= PROBLEM REQUIREMENTS =
Below are records; repeat them all exactly.

── PROVIDED RECORDS ──

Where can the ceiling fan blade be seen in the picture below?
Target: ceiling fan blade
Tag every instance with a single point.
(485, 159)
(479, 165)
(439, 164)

───

= SOLUTION FOR THIS PROBLEM =
Where can the ceiling fan blade be seen in the picture below?
Target: ceiling fan blade
Tag every instance with a single point.
(485, 159)
(479, 165)
(439, 164)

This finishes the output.